◆ EXTRAIT DU DOCUMENT
****************************************

Élu du sud du département de Vaucluse, dans un bassin de production fruitier et légumier, entre Cavaillon, L'Isle-sur-la-Sorgue, Apt et Pertuis, je mesure chaque jour le recul de l'agriculture sur mon territoire. Il suffit de sillonner les chemins de campagne ou encore de se rendre sur le marché d'intérêt national de Cavaillon pour mesurer l'ampleur des dégâts. Espace agricole en recul, filières amont et aval en crise, emplois salariés fragilisés : les symptômes sont omniprésents et se déclinent à l'identique un peu partout dans le pays.
Voyez-vous, mes chers collègues, la différence avec les crises historiques que nous avons connues il y a vingt ans dans le secteur des fruits et légumes, c'est la perte d'espoir. Il y a vingt ans, nos paysans espéraient encore, leurs enfants reprenaient l'exploitation, investissaient et croyaient en des lendemains meilleurs.
Aujourd'hui, il reste environ 360 000 exploitants, et je peux vous dire que ceux de mon département sont épuisés.
C'est pourquoi la future loi de modernisation de l'agriculture et de la pêche est un rendez-vous qui ne doit pas être manqué. Avant d'aller plus loin dans l'analyse du texte, j'émets le regret que le coefficient multiplicateur n'ait jamais pu être appliqué, notamment du fait des réticences de Bercy.
Ce rendez-vous ne doit pas être manqué, car la crise qui frappe notre agriculture est la conséquence d'une économie mondialisée qui bouleverse les échanges, déplace l'emploi, déstabilise les marchés traditionnels.
Ce rendez-vous ne doit pas être manqué, car il doit être l'occasion d'adapter le droit à la réalité de la société, pour redonner à nos exploitations les moyens de la compétitivité et un cadre commercial sécurisé et moralisé.
Il n'est pas envisageable que, demain, nos agriculteurs n'aient plus la maîtrise de notre marché intérieur, au point de nous trouver en situation de dépendance alimentaire. Il n'est pas envisageable non plus que, demain, la grande nation agricole qu'est la France ne soit plus présente sur les marchés européens et mondiaux.
Il y a un avenir pour l'agriculture française, nous en sommes tous persuadés, sans quoi nous ne serions pas dans cet hémicycle pour décider des moyens à mettre en oeuvre pour y parvenir.
Monsieur le ministre, vous avez su, face à la crise, faire preuve d'une grande réactivité. Les mesures d'urgence mises en oeuvre dans le cadre du plan de Poligny et le dispositif d'allégement de charges sur l'emploi saisonnier démontrent combien vous avez pris la mesure de l'urgence agricole.

****************************************

◆ EXERCICES
1: Dressez la liste des villes nommées dans l'extrait sur l'agriculture, sans doublon.
2: Reformulez sous forme de liste, plus brièvement, le paragraphe de l'extrait sur l'agriculture qui commence par « Il n'est pas envisageable que, demain ».
3: Dans l'extrait sur l'agriculture, recopiez le passage allant de « Ce rendez-vous ne doit pas être manqué, car il » à « sécurisé et moralisé. » en substituant « fermes » à « exploitations ».

****************************************

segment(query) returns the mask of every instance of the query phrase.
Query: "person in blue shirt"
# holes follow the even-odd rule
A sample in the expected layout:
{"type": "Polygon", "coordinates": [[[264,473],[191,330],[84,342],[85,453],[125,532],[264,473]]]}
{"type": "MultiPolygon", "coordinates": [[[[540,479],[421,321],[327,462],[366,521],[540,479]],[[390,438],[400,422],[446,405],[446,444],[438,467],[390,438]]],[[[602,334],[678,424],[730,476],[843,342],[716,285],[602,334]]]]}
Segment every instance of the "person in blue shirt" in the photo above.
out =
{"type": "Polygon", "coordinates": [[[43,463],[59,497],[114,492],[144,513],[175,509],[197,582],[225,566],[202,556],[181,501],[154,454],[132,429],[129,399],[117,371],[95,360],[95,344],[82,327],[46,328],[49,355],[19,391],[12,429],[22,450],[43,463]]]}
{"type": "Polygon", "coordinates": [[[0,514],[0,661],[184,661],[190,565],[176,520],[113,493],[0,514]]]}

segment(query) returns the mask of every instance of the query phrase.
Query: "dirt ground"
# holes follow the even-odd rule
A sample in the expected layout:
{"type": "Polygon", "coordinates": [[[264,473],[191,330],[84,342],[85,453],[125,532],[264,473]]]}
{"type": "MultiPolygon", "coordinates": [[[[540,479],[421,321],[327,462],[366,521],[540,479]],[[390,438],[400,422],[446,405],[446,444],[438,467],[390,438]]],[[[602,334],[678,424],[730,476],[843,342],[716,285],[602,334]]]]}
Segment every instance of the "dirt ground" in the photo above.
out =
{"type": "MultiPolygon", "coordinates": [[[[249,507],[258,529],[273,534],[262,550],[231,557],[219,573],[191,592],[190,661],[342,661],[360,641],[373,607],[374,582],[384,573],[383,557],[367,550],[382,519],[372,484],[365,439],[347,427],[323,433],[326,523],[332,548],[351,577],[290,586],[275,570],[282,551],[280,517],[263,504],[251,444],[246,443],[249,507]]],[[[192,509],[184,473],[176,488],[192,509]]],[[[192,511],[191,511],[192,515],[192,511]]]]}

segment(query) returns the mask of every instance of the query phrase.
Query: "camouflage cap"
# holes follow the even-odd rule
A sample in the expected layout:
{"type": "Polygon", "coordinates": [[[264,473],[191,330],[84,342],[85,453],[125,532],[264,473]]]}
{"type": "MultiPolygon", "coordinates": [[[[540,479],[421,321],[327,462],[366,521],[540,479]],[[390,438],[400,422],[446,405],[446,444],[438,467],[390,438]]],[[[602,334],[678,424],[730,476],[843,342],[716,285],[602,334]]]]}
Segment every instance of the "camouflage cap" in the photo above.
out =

****************************************

◆ CORRIGÉ
1: Cavaillon, L'Isle-sur-la-Sorgue, Apt, Pertuis

2:
- Inenvisageable : que nos agriculteurs perdent la maîtrise de notre marché intérieur, jusqu'à une dépendance alimentaire.
- Inenvisageable : que la France, grande nation agricole, disparaisse des marchés européens et mondiaux.

3:
Ce rendez-vous ne doit pas être manqué, car il doit être l'occasion d'adapter le droit à la réalité de la société, pour redonner à nos fermes les moyens de la compétitivité et un cadre commercial sécurisé et moralisé.